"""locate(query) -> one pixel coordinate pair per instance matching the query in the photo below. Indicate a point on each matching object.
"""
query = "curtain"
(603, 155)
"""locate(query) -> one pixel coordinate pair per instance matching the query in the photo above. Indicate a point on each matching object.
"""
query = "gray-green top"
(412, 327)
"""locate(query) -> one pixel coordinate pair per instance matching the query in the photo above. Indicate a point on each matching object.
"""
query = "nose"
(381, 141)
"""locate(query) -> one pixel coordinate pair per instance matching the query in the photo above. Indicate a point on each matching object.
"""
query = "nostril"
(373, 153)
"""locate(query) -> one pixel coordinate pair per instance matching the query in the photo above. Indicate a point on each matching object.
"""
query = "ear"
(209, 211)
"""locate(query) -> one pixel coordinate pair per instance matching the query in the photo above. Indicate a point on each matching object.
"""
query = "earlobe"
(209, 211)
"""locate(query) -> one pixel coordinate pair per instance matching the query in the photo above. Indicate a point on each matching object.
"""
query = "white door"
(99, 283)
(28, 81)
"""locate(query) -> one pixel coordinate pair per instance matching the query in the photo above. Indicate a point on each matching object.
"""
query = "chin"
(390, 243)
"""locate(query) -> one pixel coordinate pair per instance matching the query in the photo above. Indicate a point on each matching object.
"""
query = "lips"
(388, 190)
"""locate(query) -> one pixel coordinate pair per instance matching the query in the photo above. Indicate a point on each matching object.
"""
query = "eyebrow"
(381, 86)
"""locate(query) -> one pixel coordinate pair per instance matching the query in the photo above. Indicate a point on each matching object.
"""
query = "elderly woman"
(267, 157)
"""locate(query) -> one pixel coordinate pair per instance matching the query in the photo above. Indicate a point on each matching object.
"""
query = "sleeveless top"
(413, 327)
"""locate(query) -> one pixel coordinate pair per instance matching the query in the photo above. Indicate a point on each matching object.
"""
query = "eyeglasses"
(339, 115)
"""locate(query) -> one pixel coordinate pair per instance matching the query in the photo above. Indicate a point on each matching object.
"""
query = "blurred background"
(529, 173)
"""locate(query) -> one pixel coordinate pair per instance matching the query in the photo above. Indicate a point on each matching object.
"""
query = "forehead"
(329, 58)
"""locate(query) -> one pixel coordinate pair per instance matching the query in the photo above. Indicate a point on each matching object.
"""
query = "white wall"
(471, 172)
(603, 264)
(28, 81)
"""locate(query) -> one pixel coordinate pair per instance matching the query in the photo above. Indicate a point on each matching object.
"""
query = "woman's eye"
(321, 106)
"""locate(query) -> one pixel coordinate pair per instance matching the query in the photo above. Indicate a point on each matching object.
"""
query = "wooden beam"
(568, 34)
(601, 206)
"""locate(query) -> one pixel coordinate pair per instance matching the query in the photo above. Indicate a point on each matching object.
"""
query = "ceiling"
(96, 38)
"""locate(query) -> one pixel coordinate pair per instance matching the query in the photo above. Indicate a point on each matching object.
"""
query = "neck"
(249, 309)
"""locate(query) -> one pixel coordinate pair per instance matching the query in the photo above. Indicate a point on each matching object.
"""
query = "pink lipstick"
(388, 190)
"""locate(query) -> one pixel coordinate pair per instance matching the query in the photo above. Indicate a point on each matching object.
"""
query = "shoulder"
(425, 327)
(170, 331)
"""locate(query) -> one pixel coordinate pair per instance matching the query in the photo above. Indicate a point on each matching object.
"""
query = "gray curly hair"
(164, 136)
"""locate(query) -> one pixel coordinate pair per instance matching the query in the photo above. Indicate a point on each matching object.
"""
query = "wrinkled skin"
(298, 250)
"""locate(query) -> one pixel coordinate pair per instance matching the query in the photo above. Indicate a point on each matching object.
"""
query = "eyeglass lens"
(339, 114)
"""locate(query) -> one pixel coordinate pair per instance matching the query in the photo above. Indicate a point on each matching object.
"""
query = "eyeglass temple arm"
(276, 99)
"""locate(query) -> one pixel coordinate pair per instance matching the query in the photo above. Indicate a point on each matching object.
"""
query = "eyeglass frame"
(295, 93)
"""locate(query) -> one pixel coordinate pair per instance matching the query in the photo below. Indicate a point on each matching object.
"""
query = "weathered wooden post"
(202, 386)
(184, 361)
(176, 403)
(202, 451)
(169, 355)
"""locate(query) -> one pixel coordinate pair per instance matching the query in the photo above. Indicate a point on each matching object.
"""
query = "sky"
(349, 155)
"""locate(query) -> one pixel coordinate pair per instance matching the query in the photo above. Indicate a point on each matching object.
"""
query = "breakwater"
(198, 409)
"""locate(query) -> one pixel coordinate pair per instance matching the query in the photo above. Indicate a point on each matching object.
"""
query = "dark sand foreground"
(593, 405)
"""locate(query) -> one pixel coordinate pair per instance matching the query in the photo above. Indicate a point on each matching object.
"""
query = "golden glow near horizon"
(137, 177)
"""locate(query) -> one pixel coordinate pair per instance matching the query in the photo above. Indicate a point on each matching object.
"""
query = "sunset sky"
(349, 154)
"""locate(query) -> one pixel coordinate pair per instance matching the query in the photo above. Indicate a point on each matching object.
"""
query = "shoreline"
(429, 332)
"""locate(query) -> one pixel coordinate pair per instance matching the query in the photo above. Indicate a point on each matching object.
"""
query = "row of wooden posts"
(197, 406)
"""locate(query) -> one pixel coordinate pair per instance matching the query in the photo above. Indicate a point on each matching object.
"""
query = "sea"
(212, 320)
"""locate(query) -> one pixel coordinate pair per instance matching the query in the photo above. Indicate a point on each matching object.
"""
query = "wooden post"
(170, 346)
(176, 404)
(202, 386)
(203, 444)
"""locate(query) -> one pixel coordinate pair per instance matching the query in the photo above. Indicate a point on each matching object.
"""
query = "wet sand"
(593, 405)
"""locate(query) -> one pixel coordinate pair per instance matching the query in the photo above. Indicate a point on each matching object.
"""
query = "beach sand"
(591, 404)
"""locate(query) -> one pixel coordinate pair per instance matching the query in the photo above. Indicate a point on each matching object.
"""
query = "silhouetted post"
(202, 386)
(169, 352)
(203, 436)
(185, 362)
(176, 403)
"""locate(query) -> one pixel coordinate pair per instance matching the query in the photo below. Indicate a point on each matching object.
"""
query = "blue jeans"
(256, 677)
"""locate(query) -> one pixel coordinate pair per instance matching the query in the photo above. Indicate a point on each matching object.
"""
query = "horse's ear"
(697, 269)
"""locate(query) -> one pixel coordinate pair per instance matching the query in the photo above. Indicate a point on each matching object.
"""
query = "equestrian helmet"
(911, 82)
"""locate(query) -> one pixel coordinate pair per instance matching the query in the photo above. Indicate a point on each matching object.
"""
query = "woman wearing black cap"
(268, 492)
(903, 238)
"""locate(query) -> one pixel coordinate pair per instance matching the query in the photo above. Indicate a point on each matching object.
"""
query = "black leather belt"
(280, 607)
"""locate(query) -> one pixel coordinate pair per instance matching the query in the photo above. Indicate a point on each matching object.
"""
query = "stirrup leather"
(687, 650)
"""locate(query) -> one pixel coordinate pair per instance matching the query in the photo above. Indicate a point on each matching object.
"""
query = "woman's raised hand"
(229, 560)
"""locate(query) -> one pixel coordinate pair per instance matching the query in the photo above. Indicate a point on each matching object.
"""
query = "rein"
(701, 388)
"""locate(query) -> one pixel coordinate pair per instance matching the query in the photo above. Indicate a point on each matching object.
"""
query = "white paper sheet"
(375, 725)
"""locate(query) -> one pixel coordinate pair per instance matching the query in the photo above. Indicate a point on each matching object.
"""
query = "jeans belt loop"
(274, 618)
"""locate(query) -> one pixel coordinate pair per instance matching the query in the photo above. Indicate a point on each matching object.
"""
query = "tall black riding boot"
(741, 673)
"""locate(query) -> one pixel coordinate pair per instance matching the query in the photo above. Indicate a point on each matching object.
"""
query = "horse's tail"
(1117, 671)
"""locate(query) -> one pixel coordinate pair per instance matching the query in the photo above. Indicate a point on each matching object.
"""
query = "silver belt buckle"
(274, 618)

- - -

Written task: From the listing above, extract each line that contains the word "gray".

Solution:
query = "gray-green top"
query = "gray curly hair"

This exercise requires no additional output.